## Prompt
Reproduce the rows verbatim, beginning at the very first line and stopping after the line that contains "[[352,413],[231,419],[222,424],[226,482],[352,468]]".

Dataset excerpt:
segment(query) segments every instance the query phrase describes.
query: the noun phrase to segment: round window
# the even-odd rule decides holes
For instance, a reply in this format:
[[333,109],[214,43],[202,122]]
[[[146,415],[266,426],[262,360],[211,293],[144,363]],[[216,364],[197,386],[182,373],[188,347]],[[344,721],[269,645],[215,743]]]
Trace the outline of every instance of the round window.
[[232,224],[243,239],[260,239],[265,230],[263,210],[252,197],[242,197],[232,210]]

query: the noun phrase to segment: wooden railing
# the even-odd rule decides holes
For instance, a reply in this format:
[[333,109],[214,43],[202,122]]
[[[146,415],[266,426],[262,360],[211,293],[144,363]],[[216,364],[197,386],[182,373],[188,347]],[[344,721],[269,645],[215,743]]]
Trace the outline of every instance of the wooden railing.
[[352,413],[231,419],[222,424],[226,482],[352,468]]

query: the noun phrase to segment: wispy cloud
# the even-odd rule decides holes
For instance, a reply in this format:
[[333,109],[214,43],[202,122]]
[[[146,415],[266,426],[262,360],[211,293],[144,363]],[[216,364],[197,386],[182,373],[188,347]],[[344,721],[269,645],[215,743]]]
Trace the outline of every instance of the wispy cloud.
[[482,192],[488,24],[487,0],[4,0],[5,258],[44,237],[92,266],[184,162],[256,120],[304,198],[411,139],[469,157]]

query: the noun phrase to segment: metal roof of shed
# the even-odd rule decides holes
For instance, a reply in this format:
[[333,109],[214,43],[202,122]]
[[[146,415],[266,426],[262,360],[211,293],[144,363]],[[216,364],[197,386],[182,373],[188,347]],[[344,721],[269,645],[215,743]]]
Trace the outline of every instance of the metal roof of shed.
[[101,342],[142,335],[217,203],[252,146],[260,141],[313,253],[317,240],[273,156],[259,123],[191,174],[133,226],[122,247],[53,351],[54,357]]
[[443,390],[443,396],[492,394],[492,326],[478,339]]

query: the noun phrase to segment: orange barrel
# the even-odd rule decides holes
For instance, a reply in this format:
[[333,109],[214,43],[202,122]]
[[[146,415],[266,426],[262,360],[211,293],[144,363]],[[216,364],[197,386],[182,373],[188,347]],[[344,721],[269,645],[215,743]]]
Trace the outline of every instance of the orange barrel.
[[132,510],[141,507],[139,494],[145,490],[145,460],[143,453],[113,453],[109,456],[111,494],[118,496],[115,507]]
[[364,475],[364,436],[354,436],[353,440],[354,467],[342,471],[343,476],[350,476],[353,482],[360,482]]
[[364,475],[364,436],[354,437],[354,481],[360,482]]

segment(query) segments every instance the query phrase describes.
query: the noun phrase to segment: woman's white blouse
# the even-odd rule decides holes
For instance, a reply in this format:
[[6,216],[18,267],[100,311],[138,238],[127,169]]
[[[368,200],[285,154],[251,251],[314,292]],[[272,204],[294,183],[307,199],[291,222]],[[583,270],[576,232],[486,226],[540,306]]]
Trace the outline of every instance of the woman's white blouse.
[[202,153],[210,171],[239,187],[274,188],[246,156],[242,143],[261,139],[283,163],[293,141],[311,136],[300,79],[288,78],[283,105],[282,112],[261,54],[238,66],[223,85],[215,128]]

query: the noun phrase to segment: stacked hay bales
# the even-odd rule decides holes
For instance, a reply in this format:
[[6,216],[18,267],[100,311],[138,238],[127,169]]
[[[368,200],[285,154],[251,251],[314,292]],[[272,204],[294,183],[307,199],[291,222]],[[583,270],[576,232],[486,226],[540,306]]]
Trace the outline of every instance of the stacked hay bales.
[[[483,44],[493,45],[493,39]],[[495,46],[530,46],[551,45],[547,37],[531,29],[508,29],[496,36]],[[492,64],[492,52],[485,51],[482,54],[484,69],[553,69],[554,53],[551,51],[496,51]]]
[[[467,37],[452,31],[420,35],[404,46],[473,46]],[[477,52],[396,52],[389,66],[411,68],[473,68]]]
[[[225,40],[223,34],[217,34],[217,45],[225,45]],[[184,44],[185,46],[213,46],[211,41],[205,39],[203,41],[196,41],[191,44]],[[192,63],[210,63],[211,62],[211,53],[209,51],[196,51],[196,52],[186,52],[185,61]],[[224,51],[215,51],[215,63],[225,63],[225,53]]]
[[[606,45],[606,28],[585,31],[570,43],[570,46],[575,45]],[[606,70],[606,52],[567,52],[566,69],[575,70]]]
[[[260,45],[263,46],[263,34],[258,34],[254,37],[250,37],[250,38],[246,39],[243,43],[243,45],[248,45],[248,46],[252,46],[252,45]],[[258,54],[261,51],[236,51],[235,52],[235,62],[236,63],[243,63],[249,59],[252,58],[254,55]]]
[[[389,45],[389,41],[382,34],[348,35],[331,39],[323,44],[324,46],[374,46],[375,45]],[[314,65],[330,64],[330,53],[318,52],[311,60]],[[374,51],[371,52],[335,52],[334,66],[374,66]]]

## Solution to this problem
segment(query) segments every instance the query phrase describes.
query: the noun phrase to segment: round window
# the even-odd rule decides holes
For instance, a reply in this format:
[[333,109],[214,43],[202,122]]
[[[146,415],[266,426],[262,360],[211,293],[144,363]],[[216,364],[197,386],[182,373],[188,347]],[[344,721],[269,645],[215,743]]]
Trace the outline of every instance of the round window.
[[232,224],[243,239],[260,239],[265,230],[263,210],[252,197],[242,197],[232,210]]

query: the noun phrase to segment: wooden railing
# the even-odd rule decides holes
For instance, a reply in this format:
[[333,109],[214,43],[202,122]]
[[[146,415],[266,426],[262,360],[211,293],[144,363]],[[216,364],[197,386],[182,373],[188,347]],[[344,721],[269,645],[215,743]]]
Trace the outline of every instance of the wooden railing.
[[352,413],[231,419],[222,424],[226,482],[352,468]]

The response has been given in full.